- Your objective: Reproduce all the entries beneath this sentence exactly.

--

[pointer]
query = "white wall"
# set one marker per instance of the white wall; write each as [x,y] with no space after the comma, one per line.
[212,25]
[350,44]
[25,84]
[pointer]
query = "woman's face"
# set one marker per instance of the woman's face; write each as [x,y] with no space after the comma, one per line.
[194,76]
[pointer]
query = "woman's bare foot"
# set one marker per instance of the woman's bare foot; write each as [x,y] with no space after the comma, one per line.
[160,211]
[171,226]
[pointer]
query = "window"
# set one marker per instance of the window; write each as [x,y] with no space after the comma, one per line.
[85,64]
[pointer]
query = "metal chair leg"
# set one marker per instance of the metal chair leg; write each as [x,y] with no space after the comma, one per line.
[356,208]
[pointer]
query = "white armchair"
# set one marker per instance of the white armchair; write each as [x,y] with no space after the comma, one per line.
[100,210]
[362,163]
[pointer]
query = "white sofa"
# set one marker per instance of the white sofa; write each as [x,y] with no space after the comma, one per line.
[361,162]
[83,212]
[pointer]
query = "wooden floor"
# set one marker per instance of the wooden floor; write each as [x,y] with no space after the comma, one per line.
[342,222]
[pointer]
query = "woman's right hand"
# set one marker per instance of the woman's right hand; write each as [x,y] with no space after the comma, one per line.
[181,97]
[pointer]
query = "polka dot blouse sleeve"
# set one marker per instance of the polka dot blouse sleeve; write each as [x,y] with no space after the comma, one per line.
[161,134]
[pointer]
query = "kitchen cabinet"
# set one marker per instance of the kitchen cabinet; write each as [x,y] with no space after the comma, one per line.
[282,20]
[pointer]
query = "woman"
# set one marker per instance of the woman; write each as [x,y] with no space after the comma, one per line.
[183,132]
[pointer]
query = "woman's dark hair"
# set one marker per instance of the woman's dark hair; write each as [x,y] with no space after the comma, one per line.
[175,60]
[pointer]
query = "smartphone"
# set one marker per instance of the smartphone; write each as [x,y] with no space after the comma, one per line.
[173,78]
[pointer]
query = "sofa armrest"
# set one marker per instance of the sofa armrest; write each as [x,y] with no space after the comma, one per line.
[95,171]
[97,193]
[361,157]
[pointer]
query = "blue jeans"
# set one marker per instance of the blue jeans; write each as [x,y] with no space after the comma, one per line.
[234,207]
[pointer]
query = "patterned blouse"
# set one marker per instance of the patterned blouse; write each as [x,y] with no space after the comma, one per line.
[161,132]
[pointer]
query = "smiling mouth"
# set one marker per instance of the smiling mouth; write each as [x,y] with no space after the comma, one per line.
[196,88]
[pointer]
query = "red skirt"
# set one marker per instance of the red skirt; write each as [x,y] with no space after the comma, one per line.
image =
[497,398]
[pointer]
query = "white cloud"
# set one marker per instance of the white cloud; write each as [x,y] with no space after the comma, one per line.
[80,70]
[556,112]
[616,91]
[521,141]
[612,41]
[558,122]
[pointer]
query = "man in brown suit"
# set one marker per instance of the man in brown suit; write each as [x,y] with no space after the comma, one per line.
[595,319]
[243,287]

--

- Result of this exercise:
[pointer]
query = "white wall"
# set one marker per instance of the white wall; write each as [x,y] with no space after the comma, one per line.
[212,25]
[350,44]
[25,84]
[pointer]
query = "woman's face"
# set one marker per instance of the woman's face; write each as [x,y] with no space after the comma, one per line.
[194,76]
[pointer]
query = "woman's bare foot"
# set one marker per instance of the woman's bare foot; write each as [x,y] with no space after the comma, one per line.
[160,211]
[171,226]
[pointer]
query = "window"
# set one marker per instance of the window; write each as [x,y] with no space after the comma, one per line.
[85,64]
[pointer]
query = "metal chair leg"
# set one marker per instance of the metal chair leg; write each as [x,y] with no space after the comma, one per line.
[356,208]
[pointer]
query = "white armchair"
# set one marker per instance of the white armchair; write each as [x,y] with no space after the comma, one per line.
[100,210]
[362,163]
[pointer]
query = "white sofa"
# set one marker per instance of the white sofa; write each as [x,y] with no space after the comma, one per line.
[361,162]
[83,212]
[pointer]
query = "wooden floor"
# set one marker per instance of the wooden floor; write each as [x,y] with no space after the comma, one per line.
[342,222]
[pointer]
query = "woman's right hand"
# set one marker per instance of the woman's right hand; write each as [x,y] with no space after the comma, one per line.
[181,97]
[pointer]
query = "polka dot blouse sleeve"
# set one marker per instance of the polka dot blouse sleeve; write each as [x,y] with no space after the comma, one per line.
[161,134]
[pointer]
query = "kitchen cabinet"
# set one marker per instance of the kitchen cabinet; write each as [x,y] with no space after the comma, one per line.
[282,20]
[pointer]
query = "woman"
# set one marker per instance of the woman; write each as [x,y] with no space after the comma, one per line.
[183,132]
[pointer]
query = "woman's dark hair"
# set one marker per instance of the woman's dark hair; write each as [x,y] with no space after the comma, one per line.
[175,60]
[pointer]
query = "smartphone"
# set one marker per instance of the smartphone; write each as [x,y] with no space after the comma, one per line.
[173,78]
[pointer]
query = "sofa armrest"
# set one marker per instance of the sofa armrest; write each as [x,y] with no space after the comma, one per line.
[95,171]
[97,193]
[361,157]
[pointer]
query = "blue jeans"
# set one marker per instance of the blue jeans; write each as [x,y] with no space after the comma, one per line.
[234,207]
[pointer]
query = "patterned blouse"
# set one marker per instance of the patterned blouse; write each as [x,y] with no space after the comma, one per line.
[161,132]
[pointer]
query = "smiling mouth"
# set one marker per instance of the smiling mouth; write each as [x,y] with no space after the comma, one per line.
[196,88]
[pointer]
query = "red skirt"
# set one marker per instance of the red skirt; write each as [x,y] with no space after the comma, one per line.
image =
[497,398]
[pointer]
query = "white cloud"
# set one marker per instance of the white cloud; write each as [x,y] with no space after the comma, one per line.
[80,70]
[556,112]
[616,91]
[521,141]
[612,41]
[558,122]
[pointer]
query = "man in brown suit"
# set one marker per instance of the man in brown suit; write each as [x,y] with no space after the comma, one per line.
[595,319]
[243,287]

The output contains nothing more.